Your objective ▸
In the part of the records that opens with the line containing "I'm trying to find any sky" and closes with the line containing "[206,253,215,272]", swap "forest on hill" for "wooded hillside" and write out only those lines, leaving everything else unchanged.

Task data ▸

- - - - -

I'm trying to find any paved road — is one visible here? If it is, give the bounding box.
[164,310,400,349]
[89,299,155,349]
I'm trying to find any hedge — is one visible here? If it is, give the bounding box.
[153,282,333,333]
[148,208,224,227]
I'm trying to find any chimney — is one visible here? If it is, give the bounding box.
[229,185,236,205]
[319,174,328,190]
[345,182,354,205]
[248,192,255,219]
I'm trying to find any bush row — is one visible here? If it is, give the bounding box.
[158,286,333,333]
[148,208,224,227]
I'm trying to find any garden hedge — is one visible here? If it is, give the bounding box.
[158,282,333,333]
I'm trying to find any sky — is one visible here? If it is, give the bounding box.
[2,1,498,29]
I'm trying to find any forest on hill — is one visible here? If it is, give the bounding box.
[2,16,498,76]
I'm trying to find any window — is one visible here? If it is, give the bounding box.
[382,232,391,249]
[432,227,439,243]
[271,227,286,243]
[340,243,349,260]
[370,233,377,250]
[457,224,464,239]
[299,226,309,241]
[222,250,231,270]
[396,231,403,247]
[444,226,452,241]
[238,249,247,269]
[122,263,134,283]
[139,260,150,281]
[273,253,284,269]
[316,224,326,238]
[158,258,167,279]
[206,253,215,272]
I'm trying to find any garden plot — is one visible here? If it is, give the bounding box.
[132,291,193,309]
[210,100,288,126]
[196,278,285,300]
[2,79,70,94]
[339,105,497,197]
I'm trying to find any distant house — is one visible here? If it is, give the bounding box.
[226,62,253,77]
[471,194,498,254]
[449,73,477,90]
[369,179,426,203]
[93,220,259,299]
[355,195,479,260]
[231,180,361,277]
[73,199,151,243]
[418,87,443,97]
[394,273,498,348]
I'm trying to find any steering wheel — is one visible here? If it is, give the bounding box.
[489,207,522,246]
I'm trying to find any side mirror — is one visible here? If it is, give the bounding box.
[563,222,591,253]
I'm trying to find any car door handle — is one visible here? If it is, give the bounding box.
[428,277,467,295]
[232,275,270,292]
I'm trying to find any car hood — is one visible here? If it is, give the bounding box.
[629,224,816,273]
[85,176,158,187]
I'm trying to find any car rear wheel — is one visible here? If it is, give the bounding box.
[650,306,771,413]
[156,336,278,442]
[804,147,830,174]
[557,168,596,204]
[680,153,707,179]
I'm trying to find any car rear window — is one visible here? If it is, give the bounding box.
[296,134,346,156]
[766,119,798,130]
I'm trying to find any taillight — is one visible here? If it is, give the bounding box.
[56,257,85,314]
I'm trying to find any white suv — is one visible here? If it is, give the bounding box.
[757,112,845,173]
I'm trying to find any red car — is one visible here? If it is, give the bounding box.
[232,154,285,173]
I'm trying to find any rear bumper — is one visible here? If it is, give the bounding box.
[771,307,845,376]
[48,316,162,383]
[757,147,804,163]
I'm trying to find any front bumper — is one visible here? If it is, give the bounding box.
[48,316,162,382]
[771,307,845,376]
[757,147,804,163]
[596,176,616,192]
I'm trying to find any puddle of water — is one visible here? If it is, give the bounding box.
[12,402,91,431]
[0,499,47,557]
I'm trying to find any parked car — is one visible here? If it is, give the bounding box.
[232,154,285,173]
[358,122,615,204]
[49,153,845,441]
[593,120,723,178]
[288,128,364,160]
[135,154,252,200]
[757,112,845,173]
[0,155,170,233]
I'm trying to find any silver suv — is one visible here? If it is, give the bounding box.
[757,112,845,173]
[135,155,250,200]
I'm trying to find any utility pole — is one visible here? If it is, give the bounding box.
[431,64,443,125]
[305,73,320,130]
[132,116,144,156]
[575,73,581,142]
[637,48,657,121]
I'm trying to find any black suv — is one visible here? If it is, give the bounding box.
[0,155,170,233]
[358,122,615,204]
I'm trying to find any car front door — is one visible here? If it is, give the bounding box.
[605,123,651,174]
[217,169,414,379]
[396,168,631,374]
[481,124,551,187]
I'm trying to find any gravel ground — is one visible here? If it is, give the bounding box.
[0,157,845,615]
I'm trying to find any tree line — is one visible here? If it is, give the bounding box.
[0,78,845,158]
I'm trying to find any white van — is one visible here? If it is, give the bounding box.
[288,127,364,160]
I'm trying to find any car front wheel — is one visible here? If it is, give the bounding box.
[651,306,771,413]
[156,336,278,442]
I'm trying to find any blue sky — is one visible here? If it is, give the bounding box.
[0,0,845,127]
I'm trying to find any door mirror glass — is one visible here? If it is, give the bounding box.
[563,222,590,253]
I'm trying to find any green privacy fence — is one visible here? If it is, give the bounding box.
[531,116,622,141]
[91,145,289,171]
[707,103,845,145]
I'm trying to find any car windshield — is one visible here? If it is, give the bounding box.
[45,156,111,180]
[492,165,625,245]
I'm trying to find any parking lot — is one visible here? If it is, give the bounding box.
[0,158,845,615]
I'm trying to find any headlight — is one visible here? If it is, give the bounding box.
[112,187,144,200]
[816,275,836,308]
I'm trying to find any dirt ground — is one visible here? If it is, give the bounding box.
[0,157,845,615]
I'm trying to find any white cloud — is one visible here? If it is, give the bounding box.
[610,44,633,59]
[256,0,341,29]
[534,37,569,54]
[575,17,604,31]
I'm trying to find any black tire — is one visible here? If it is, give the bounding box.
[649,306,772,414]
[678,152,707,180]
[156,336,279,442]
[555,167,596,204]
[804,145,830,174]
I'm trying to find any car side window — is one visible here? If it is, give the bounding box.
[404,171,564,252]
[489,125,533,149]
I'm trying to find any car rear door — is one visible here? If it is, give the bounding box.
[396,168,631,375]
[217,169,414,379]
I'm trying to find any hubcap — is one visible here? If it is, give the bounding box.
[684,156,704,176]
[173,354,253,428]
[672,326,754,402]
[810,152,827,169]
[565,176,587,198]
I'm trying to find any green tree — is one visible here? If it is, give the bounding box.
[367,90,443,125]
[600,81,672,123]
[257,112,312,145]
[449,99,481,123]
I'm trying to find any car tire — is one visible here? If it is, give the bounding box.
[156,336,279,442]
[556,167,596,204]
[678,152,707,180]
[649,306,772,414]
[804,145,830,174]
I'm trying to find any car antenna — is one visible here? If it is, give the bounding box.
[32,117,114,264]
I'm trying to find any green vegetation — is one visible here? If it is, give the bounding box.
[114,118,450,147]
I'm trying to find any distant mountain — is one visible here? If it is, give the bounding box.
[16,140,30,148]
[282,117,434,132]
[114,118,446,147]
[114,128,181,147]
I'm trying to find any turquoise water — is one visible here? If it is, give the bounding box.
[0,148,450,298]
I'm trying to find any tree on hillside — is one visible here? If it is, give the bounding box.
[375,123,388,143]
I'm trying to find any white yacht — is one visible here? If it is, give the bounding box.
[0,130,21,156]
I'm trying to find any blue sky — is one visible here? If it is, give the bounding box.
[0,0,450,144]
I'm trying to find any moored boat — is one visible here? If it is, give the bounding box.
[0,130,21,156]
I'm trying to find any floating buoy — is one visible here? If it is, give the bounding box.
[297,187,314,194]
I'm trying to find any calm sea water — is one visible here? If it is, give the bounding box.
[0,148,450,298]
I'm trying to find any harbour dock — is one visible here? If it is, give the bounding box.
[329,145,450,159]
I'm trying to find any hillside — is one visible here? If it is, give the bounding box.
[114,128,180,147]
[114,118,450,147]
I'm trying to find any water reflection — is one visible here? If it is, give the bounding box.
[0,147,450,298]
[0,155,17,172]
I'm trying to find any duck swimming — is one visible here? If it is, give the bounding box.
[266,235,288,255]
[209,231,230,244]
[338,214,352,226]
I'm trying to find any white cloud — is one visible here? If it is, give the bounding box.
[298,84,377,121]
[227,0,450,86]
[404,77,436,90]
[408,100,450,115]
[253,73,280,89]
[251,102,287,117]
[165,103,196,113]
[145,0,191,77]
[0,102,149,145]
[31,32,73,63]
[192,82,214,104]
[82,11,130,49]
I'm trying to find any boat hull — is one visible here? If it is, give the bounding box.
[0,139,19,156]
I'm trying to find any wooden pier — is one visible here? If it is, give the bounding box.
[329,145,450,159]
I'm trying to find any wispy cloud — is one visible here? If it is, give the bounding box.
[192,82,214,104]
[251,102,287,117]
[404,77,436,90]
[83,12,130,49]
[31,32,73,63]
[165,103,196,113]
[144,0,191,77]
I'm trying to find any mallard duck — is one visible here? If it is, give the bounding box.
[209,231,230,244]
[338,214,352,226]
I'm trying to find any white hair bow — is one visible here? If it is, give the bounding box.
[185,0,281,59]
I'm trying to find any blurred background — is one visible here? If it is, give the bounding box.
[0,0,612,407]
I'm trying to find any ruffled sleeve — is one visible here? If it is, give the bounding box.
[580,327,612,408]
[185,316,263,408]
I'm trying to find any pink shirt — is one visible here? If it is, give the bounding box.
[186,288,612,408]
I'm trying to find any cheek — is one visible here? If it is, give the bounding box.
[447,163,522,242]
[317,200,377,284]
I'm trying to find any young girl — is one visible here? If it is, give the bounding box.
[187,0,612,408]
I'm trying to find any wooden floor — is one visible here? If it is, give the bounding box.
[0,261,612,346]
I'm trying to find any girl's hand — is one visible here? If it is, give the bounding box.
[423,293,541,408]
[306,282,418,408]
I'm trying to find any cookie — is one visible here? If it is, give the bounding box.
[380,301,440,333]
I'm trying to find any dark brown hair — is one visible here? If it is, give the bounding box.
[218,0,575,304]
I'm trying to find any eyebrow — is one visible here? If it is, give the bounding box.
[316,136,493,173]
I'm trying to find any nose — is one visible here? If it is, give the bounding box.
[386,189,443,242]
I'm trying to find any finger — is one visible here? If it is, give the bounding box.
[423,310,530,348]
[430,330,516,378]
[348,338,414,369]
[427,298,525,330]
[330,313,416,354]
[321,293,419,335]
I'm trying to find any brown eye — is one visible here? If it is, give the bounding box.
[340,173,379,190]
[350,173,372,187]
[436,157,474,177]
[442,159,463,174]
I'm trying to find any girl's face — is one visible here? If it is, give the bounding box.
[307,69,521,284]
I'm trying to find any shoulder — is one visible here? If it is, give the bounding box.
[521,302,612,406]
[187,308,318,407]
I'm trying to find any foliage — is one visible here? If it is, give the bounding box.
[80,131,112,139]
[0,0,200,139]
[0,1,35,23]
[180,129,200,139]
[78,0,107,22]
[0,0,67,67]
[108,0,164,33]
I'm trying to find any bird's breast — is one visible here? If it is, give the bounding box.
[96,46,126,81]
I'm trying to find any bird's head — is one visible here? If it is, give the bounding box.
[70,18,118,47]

- - - - -

Written answer ▸
I'm trying to find any sky — is one visible here? If it is, give the bounding box.
[2,1,498,29]
I'm trying to find any wooded hillside — is one visible here? If it is, give the bounding box.
[2,16,498,76]
I'm trying to find any window — is one visible here? If it is, give the bounding box.
[382,232,391,249]
[432,227,439,243]
[271,227,286,243]
[340,243,349,260]
[370,233,377,250]
[457,224,464,239]
[299,226,309,241]
[222,250,231,270]
[396,231,403,247]
[444,226,452,241]
[238,249,247,269]
[122,263,134,283]
[139,260,150,281]
[273,253,284,269]
[316,224,326,238]
[158,258,167,279]
[206,253,215,272]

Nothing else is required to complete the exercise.